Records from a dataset
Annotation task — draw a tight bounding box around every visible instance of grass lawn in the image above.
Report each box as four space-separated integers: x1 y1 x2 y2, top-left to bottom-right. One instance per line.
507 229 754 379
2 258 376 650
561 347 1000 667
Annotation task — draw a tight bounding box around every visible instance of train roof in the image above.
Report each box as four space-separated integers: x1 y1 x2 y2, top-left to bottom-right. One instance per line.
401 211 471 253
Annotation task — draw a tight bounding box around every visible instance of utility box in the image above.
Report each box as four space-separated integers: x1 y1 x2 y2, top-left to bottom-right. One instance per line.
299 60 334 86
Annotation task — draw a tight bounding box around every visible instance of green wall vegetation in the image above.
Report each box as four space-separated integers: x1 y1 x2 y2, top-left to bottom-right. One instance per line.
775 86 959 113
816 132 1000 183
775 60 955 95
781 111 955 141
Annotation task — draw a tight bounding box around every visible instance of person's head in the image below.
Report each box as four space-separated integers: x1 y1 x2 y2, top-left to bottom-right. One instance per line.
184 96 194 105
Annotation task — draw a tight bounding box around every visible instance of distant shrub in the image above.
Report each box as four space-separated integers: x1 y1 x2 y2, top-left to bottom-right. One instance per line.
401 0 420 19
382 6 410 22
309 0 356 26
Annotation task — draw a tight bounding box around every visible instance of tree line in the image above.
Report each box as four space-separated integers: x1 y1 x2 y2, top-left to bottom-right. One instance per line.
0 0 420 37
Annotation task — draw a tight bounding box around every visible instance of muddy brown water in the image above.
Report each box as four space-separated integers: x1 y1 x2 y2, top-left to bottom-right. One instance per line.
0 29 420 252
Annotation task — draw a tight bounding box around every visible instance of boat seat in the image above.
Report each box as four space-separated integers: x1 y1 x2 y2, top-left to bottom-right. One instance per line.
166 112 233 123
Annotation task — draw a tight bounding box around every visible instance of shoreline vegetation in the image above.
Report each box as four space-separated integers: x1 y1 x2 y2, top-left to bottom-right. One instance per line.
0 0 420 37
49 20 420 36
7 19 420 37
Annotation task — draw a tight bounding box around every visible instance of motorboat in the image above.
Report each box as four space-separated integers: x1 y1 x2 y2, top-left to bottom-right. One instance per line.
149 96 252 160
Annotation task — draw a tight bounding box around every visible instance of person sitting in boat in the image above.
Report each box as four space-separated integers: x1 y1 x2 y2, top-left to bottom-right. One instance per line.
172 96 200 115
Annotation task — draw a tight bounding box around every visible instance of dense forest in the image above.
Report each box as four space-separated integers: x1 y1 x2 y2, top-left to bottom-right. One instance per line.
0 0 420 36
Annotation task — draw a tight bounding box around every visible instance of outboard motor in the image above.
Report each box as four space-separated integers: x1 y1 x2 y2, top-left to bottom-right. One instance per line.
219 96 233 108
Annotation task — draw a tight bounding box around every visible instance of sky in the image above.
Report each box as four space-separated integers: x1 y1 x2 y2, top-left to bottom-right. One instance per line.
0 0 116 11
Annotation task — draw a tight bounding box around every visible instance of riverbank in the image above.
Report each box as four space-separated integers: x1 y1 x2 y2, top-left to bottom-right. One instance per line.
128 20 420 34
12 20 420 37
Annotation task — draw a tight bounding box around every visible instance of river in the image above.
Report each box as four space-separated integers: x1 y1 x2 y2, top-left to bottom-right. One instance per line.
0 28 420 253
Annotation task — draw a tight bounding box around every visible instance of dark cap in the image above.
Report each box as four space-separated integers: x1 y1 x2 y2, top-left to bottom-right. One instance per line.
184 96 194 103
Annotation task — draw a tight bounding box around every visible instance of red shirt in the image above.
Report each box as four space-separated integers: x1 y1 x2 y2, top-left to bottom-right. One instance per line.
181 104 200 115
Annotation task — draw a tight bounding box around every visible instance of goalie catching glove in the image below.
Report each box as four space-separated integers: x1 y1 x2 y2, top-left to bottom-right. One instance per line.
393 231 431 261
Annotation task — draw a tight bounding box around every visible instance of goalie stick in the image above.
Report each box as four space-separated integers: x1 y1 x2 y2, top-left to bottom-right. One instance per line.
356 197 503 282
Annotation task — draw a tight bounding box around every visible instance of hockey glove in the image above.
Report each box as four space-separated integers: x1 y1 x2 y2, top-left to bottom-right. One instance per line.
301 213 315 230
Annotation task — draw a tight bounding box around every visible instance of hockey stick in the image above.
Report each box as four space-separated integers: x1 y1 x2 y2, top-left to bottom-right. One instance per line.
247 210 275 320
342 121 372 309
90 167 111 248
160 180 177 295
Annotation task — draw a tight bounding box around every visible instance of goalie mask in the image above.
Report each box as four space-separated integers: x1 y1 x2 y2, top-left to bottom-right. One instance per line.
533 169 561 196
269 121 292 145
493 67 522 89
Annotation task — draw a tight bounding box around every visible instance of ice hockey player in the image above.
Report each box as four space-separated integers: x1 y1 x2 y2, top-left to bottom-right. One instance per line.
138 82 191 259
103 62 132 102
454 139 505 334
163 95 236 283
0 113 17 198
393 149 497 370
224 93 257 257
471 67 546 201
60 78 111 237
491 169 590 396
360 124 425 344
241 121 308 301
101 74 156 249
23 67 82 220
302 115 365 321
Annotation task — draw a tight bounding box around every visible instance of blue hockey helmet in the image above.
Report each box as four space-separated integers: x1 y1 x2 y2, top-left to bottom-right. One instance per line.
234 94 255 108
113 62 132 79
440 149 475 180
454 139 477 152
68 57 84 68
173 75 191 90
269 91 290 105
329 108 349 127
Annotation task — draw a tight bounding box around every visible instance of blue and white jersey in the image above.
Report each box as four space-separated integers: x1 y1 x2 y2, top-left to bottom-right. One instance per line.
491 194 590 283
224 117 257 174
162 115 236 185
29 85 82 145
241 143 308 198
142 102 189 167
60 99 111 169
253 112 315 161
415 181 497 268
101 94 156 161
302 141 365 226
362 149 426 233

> _Directions for this task_: Echo every line of the listing above verbatim.

> _Full answer_:
Annotation task — draw a tight bounding box around every visible instance of grass lawn in the image above.
Report each box as four space-separated integers: x1 y1 x2 y2, top-left to bottom-right. One instance per line.
507 229 754 379
2 258 376 650
561 347 1000 667
Annotation task — draw a tight bounding box around every visible instance of train roof in the image above.
Report each box as four space-separated integers: x1 y1 x2 y2, top-left to bottom-right. One instance per line.
401 211 471 253
Annotation task — draw a tight bounding box around every visible instance of utility box in the image above.
Report each box as four space-separated integers: x1 y1 x2 y2, top-left to bottom-right. One instance per line.
299 60 334 86
Annotation task — draw a tight bounding box around every visible instance of green wall vegetation in the image above.
Report each box as four space-separated integers: x1 y1 x2 y2, top-left to bottom-right. One instance per line.
775 86 959 113
816 132 1000 183
775 60 955 95
781 111 955 141
Annotation task — draw a tight bounding box around every visible instance of person's head in the image below.
Report each box as four space-separated integers: x1 y1 x2 y2, top-left to bottom-right. One instance per line.
184 96 194 105
Annotation task — draw a tight bounding box around every visible instance of distant shrub in the image above.
Report each box as four space-separated integers: x1 y1 x2 y2, top-left to bottom-right. One instance per line.
401 0 420 19
382 6 410 22
309 0 356 26
Annotation task — draw a tight bounding box around every visible instance of tree line in the image above.
Report each box as four space-separated integers: x1 y1 x2 y2, top-left to bottom-right. One instance per line.
0 0 420 37
Annotation task — draw a tight bounding box around every visible instance of muddy brown water in the image above.
Report each box as four space-separated integers: x1 y1 x2 y2, top-left to bottom-right. One instance per line.
0 29 420 252
Annotation task — draw a tight bounding box around every visible instance of boat seat in the image above.
Report each box as four space-separated integers: x1 y1 x2 y2, top-left to bottom-right. One instance per line.
166 112 233 123
Annotation task — draw a tight bounding box around every visible instance of shoreline vegetation in the image above.
Report each box as four space-separated integers: x1 y1 x2 y2, top-left to bottom-right. One instance per line.
0 0 420 37
49 20 420 36
7 19 420 37
Annotation task — draw a tight bounding box around every visible instance of motorboat in the image above.
Report each box as four space-separated integers: x1 y1 x2 y2, top-left to bottom-right. One instance per line.
149 96 252 160
Annotation task — draw a tight bounding box around every visible instance of person sitting in boat in the image above.
Report each box as four space-separated integers: x1 y1 x2 y2, top-left to bottom-right. One instance per line.
172 96 200 115
Annotation task — draw a tight bounding box around every visible instance of dense forest in the image above.
Report each box as four space-separated integers: x1 y1 x2 y2, top-left to bottom-right. One instance per line.
0 0 420 36
Annotation task — draw a tight bounding box around every visible instance of outboard motor in the image above.
Report each box as four space-separated integers: x1 y1 x2 y2, top-left to bottom-right. One instance per line.
219 96 233 108
Annotation task — draw a tight bounding box around every visible instance of sky in the image above.
Report each box as four space-separated integers: x1 y1 x2 y2, top-left to bottom-right. One instance per line.
0 0 116 11
Annotation task — draw a tight bounding box around every visible instance of riverbank in the image above.
Report each box as four space-separated integers: x1 y1 x2 y2, top-left to bottom-right. One instance per line.
128 20 420 34
12 20 420 37
Annotation task — draw a tight bounding box around every visible instance of river in the image above.
Report each box as four space-separated integers: x1 y1 x2 y2, top-left to bottom-right. One instance per line.
0 28 420 253
Annotation task — draw a tight bounding box around every visible instance of dark cap in the image above.
Report each box as four space-separated integers: x1 y1 x2 y2, top-left to bottom-right. One instance per line.
184 96 194 103
Annotation task — draw a tight bounding box around every visible instance of red shirt in the image above.
Report each box as four space-separated integers: x1 y1 x2 y2, top-left to bottom-right. One instance per line.
181 104 200 115
Annotation task — draw a tight bounding box around every visible instance of goalie catching glove in the image below.
Report each box as four space-separated integers: x1 y1 x2 y2, top-left to bottom-right. One instance per line.
393 231 431 261
Annotation task — draw a tight bounding box around every visible instance of goalie stick in the image above.
Report each box as four space-separated integers: x1 y1 x2 y2, top-left to bottom-right. One instance per line.
356 197 503 282
Annotation task — draw a tight bounding box around every visible instance of hockey glove in the image above.
Report each box as four space-separated integers: x1 y1 x2 y2, top-left to bottom-right. One instance per line.
301 213 315 230
Annotation task — draw a tight bounding box around every visible instance of hockey stick in the image above.
Report each box as four space-separated integers: x1 y1 x2 y2, top-left to bottom-right. One instance per line.
247 210 275 320
342 121 372 309
90 167 111 248
160 180 177 295
Annotation task — draw a tight bounding box around every visible instance of goalie mask in the image above.
Report each box as four space-separated integers: x1 y1 x2 y2, top-left to bottom-right. One instance per line.
533 169 561 196
269 121 292 145
493 67 522 89
Annotation task — draw a tight bounding box around every visible instance of ice hockey player in the image above.
Report each box as four space-separated integers: x1 y1 x2 y2, top-left to bottom-right. One instance per line.
138 82 191 259
103 62 132 102
454 139 505 334
163 95 236 283
0 113 17 198
393 149 497 370
224 93 257 257
471 67 546 201
60 78 111 237
491 169 590 396
360 124 425 344
241 121 308 301
101 74 156 249
23 67 82 220
302 115 365 321
Annotation task — draw a tight bounding box around every visible instance of blue hockey helmet in the image above.
Report each box as four space-separated integers: x1 y1 x2 y2, top-left to bottom-right. One instance per line.
234 94 255 108
113 62 132 79
440 149 475 180
454 139 477 152
68 57 84 68
173 75 191 90
269 91 290 105
329 108 349 127
Annotation task — draw a tight bounding box around every visible instance of blue and white jersey in the image above.
Report each box as four space-separated integers: x1 y1 x2 y2, top-left to bottom-right. One instance per line.
491 194 590 283
224 117 257 174
162 115 236 185
29 85 82 145
241 143 308 198
142 102 189 167
60 99 111 169
253 112 315 161
415 181 497 268
101 94 156 161
302 141 365 226
362 149 426 233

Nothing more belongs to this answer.